----- TEXT PASSAGE
The Battle of the Inn was fought in 913, when a Hungarian raiding army, at their return from plunder attacks against Bavaria, Swabia, and Northern Burgundy, faced the combined army of Arnulf, Duke of Bavaria, Counts Erchanger and Burchard of Swabia, and Lord Udalrich, who defeated them at Aschbach by the River Inn.

Sources
The skirmish at the Inn River is mentioned by the Annales Alamannici (continued by Hermann of Reichenau in the 11th century), the Annales iuvavenses, the Continuatio Treverensis chronici Reginonis (the continuation of Regino of Prüm's Chronicon, who wrote at Trier in 967), and the Annales Sangallenses maiores (another continuation of the Annales Alamannici, compiled in the Abbey of Saint Gall). The last one suggests that "the entire [Hungarian] army was destroyed, but thirty men" ["nisi 30 viros"]. Historian Károly Szabó argued this figure is a result of a subsequent insertion. The battle is marginally also mentioned by the Annales Sancti Quintini Viromandensis.
----------
----- EXCERPTED RECORDS
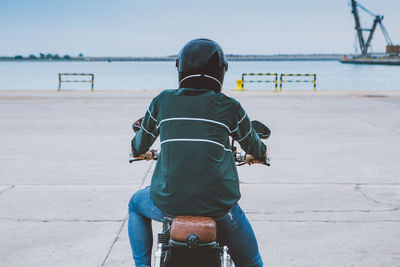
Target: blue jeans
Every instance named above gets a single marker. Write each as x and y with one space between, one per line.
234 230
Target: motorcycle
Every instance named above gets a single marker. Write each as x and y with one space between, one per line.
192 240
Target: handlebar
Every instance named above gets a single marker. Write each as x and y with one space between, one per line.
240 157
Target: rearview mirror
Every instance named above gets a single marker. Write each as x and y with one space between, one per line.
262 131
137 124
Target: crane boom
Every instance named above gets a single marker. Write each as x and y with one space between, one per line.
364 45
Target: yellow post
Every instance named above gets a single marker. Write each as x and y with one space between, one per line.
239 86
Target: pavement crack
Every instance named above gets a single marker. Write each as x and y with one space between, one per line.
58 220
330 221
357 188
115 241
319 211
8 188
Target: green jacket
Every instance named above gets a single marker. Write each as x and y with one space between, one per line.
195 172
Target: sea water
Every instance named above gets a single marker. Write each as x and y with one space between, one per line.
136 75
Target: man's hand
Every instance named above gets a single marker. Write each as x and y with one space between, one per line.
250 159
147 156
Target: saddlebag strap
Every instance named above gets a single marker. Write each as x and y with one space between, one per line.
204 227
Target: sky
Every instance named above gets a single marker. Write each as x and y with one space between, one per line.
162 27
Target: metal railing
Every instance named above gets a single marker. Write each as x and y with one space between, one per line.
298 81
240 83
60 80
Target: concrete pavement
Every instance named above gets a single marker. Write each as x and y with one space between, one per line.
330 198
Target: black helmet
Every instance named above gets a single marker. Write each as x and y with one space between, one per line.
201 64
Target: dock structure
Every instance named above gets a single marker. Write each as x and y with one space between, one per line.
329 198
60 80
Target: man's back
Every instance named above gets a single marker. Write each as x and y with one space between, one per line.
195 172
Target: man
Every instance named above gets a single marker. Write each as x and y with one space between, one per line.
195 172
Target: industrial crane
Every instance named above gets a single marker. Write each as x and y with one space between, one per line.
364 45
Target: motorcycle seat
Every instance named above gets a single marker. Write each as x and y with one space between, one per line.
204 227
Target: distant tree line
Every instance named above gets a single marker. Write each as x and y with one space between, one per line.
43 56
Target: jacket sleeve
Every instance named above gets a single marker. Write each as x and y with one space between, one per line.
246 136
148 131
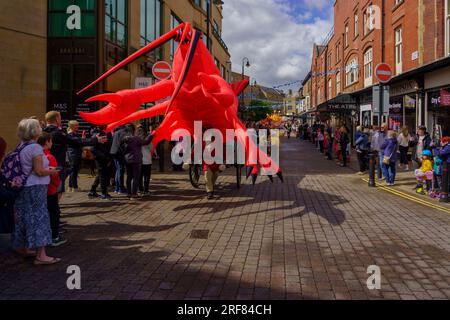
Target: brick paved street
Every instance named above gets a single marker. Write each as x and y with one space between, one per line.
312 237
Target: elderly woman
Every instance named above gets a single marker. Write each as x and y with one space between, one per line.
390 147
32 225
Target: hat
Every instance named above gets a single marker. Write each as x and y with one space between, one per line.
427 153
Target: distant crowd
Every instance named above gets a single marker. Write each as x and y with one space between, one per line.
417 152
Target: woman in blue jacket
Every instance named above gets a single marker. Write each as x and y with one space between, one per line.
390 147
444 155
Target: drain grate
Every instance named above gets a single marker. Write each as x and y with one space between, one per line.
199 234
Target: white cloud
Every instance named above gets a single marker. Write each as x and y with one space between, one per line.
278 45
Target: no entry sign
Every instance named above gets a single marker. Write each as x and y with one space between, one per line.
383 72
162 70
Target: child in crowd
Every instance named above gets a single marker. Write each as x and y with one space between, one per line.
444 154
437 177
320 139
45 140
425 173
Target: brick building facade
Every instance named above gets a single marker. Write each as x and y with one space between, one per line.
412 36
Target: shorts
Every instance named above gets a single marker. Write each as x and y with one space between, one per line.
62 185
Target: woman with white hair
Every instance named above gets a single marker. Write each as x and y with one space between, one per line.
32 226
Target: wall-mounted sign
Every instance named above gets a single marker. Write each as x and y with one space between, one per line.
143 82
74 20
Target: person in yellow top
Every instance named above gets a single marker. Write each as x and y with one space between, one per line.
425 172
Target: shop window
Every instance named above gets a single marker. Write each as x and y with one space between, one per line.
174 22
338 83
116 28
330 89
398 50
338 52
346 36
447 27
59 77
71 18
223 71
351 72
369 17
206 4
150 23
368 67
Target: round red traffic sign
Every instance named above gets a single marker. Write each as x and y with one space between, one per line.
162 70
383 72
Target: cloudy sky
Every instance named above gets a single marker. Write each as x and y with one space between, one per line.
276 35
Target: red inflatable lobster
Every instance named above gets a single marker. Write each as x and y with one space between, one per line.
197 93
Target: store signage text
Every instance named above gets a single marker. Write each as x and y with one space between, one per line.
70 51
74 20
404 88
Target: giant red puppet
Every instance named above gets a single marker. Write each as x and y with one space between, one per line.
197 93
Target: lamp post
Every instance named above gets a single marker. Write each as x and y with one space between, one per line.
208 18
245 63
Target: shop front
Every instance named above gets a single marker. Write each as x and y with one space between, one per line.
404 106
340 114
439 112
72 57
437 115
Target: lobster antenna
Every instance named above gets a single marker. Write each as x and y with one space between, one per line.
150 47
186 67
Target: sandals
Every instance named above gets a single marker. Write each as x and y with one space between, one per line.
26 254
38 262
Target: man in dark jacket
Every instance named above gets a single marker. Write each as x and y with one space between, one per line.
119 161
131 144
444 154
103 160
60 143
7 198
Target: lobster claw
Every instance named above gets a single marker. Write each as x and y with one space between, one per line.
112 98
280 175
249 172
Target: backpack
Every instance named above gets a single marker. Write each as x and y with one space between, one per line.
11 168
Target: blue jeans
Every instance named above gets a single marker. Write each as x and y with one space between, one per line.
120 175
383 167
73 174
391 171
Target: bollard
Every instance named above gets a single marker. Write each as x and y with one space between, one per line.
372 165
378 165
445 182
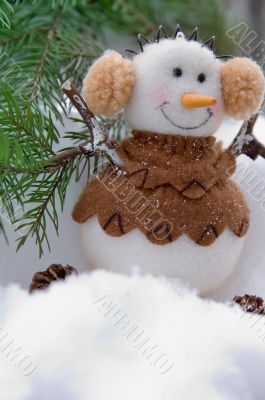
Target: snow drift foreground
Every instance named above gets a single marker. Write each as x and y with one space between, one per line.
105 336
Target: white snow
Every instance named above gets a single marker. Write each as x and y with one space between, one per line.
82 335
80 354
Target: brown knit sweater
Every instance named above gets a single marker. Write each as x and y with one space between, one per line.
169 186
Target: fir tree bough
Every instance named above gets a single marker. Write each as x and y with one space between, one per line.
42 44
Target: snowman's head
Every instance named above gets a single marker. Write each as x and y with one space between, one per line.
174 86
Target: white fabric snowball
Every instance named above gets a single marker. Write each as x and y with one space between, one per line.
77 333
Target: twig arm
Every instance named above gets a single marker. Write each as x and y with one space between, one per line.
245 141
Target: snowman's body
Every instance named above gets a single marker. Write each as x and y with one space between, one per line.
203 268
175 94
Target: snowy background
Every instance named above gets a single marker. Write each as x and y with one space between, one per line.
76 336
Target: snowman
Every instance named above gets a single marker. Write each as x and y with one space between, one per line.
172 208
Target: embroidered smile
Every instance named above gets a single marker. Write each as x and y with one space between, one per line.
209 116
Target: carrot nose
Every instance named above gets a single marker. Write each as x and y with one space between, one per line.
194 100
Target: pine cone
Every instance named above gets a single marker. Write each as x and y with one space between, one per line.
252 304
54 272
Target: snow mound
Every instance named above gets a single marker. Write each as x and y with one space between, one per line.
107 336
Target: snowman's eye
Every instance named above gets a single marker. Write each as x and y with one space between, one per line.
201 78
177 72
----------
§ **OBJECTIVE A**
In the passage about the Battle of the Inn, where was the Hungarian army defeated?
§ **OBJECTIVE B**
Echo the passage about the Battle of the Inn word for word, from "The Battle of" up to and including "the River Inn.".
Rely only on the passage about the Battle of the Inn.

§ **COMPLETE ANSWER A**
At Aschbach by the River Inn.

§ **COMPLETE ANSWER B**
The Battle of the Inn was fought in 913, when a Hungarian raiding army, at their return from plunder attacks against Bavaria, Swabia, and Northern Burgundy, faced the combined army of Arnulf, Duke of Bavaria, Counts Erchanger and Burchard of Swabia, and Lord Udalrich, who defeated them at Aschbach by the River Inn.